■ **EXERCISE GOAL**:
Echo the passage on soot particle volatility between "In summary, the" and "further discussed next.", inclusive.

■ **PASSAGE**:
* BEGIN *
Figure 5 shows diurnal variations in SF-PDF for different size particles, illustrating the distinct diurnal variation patterns of SF-PDF for nucleation- and accumulation-mode particles. VV-mode fractions for 40 and 80 nm particles (∼ SF = 0.4) increased sharply from around noon into the afternoon (Fig. 5a–b). Figure S3 shows that the number concentration of 40 and 80 nm particles increased quickly due to the influence of NPF events. This further corroborates that newly formed particles created during NPF events are the possible coating matter on nucleation-mode soot particles. Figure 5c–f suggest that NV-mode fractions in accumulation-mode soot particles (∼ SF = 0.9) were higher than those in nucleation-mode soot particles and that these fractions became higher with increasing particle size. NV-mode fractions in accumulation-mode soot particles clearly increased during the morning and evening rush hours. This suggests that anthropogenic emissions have a large impact on the volatility and mixing state of soot particles, especially for accumulation-mode soot particles. Previous studies have shown that some of the primary pollutants generated by human activities are composed of refractory materials, such as BC (Philippin et al., 2004; Levy et al., 2014). An increase in primary refractory particles could weaken the ensemble volatility and mixing state of soot particles. Figure 5c–f also show that the NV-mode fraction in the SF-PDF of accumulation-mode particles decreased sharply in the daytime, likely caused by the coating effect of volatile matter through photochemical reactions.
In summary, the volatility and mixing state of soot-containing particles were complex at XT during the field campaign. Soot-containing particles in the nucleation mode had strong volatility and a high degree of internal mixing, likely due to the impact of frequent NPF events that occurred during this campaign. The strong volatility and high degree of internal mixing in warm months were likely caused by the aging processes of particles. Anthropogenic emissions also had a large impact on the volatility and mixing state of soot particles, especially in the accumulation mode. The impacts of anthropogenic emissions and secondary chemical reactions on the volatility and mixing state of soot particles will be further discussed next.
* END *
■ **ENTRIES PROVIDED**:
* BEGIN *
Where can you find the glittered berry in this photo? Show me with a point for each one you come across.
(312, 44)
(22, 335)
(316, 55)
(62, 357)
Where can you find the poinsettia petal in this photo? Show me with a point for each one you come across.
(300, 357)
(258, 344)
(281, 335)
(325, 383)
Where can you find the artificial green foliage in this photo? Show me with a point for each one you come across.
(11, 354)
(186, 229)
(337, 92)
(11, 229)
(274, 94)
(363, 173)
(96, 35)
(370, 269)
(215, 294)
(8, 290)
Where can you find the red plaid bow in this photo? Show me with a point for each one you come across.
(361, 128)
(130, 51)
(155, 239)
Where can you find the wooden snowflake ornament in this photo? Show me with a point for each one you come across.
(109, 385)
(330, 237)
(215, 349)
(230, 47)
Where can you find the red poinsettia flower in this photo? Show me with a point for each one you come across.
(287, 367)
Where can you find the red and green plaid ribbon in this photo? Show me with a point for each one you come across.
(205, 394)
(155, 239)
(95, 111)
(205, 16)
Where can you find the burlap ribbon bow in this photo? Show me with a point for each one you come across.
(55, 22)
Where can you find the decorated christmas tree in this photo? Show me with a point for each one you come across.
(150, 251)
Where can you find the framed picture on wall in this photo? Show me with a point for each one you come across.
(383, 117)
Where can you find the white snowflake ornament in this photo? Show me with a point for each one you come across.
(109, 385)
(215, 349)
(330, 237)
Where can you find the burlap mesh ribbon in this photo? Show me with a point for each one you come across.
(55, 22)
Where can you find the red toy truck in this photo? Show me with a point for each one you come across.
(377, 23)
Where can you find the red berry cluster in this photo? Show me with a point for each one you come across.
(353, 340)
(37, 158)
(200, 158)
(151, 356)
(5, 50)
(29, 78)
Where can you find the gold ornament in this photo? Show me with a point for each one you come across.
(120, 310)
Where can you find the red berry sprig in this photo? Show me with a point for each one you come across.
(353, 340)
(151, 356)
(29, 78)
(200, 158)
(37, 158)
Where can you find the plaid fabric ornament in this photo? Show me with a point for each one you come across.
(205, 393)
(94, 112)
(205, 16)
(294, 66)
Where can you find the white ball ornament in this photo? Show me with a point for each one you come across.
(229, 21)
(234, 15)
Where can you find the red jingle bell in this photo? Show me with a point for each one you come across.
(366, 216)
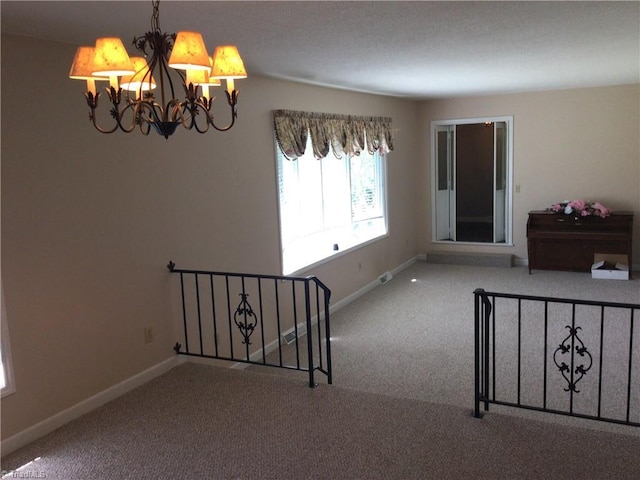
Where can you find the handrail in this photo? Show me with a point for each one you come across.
(287, 308)
(570, 357)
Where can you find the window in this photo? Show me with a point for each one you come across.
(329, 205)
(471, 191)
(6, 371)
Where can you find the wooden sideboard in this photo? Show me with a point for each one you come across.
(556, 241)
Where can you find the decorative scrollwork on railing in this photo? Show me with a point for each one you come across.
(245, 318)
(573, 345)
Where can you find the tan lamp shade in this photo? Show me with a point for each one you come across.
(189, 52)
(141, 80)
(111, 58)
(83, 64)
(227, 63)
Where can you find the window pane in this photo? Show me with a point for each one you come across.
(328, 206)
(365, 187)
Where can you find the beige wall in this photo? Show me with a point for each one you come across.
(89, 222)
(568, 144)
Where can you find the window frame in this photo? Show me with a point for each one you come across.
(345, 247)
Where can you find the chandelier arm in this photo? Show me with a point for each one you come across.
(145, 111)
(232, 100)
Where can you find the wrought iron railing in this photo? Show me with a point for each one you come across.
(570, 357)
(270, 320)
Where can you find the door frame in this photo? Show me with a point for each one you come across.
(508, 211)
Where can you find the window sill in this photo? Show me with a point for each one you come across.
(306, 262)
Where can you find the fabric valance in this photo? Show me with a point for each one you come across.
(346, 134)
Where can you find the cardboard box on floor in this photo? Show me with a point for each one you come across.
(610, 266)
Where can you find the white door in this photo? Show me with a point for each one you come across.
(499, 182)
(444, 184)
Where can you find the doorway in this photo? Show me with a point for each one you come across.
(471, 187)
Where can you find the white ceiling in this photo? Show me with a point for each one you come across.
(417, 49)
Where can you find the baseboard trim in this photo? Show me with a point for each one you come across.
(59, 419)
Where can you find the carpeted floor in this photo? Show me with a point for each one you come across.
(400, 405)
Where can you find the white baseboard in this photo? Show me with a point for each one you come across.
(52, 423)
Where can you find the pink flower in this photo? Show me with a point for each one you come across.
(577, 204)
(600, 209)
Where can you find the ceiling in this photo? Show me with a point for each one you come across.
(417, 49)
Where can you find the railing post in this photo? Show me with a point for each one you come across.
(476, 353)
(326, 294)
(307, 307)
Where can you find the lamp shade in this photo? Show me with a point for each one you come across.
(227, 63)
(111, 58)
(189, 52)
(141, 79)
(83, 64)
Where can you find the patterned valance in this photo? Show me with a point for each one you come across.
(346, 134)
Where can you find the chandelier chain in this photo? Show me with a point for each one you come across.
(155, 18)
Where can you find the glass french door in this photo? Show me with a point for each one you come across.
(471, 194)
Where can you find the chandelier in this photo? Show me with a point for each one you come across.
(145, 96)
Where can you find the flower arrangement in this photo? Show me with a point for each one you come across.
(580, 208)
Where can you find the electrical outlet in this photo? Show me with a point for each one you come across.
(148, 334)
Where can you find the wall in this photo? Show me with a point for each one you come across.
(568, 144)
(90, 221)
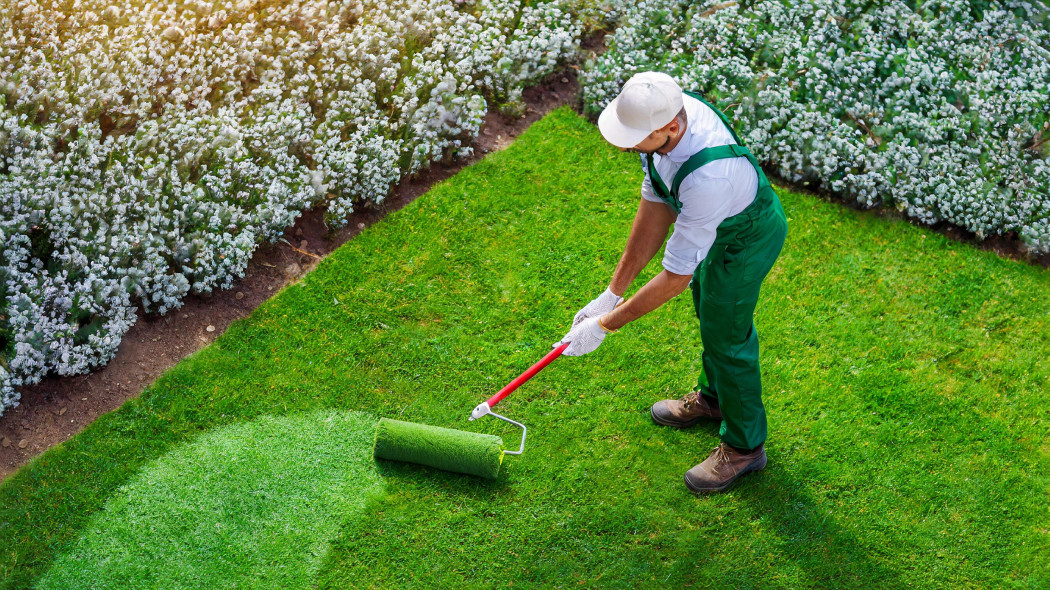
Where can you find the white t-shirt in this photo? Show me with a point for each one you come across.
(709, 194)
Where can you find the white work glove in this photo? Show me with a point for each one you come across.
(585, 338)
(603, 304)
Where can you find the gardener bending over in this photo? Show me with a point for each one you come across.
(729, 229)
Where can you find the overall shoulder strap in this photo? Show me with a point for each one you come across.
(669, 196)
(708, 155)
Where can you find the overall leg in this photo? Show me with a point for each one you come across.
(725, 300)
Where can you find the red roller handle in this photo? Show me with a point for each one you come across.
(527, 375)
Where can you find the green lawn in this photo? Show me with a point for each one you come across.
(906, 382)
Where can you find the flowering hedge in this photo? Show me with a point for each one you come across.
(147, 149)
(941, 108)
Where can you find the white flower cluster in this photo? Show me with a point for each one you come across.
(941, 110)
(146, 149)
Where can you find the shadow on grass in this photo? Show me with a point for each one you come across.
(826, 553)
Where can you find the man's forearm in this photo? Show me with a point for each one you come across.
(659, 290)
(648, 233)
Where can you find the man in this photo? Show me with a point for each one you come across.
(729, 229)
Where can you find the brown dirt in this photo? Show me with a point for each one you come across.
(57, 408)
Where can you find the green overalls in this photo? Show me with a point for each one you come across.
(726, 291)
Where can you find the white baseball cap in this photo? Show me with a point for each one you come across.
(649, 101)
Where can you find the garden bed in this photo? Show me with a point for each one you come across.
(58, 407)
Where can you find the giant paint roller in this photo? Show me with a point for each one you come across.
(456, 450)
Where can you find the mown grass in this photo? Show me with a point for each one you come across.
(905, 378)
(254, 504)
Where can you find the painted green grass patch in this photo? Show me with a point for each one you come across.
(249, 505)
(906, 383)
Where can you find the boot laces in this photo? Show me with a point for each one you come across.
(691, 400)
(721, 457)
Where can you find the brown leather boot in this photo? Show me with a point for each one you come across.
(722, 467)
(685, 413)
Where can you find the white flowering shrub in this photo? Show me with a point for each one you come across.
(146, 149)
(940, 108)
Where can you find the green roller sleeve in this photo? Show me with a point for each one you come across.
(443, 448)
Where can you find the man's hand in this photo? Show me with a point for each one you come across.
(603, 304)
(584, 338)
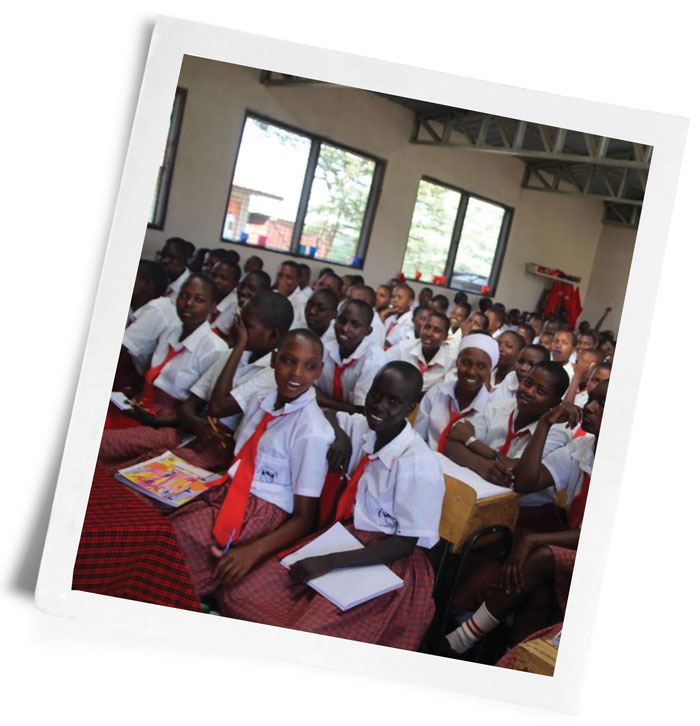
* END *
■ **WRITTEN SOLUTION**:
In summary, the volatility and mixing state of soot-containing particles were complex at XT during the field campaign. Soot-containing particles in the nucleation mode had strong volatility and a high degree of internal mixing, likely due to the impact of frequent NPF events that occurred during this campaign. The strong volatility and high degree of internal mixing in warm months were likely caused by the aging processes of particles. Anthropogenic emissions also had a large impact on the volatility and mixing state of soot particles, especially in the accumulation mode. The impacts of anthropogenic emissions and secondary chemical reactions on the volatility and mixing state of soot particles will be further discussed next.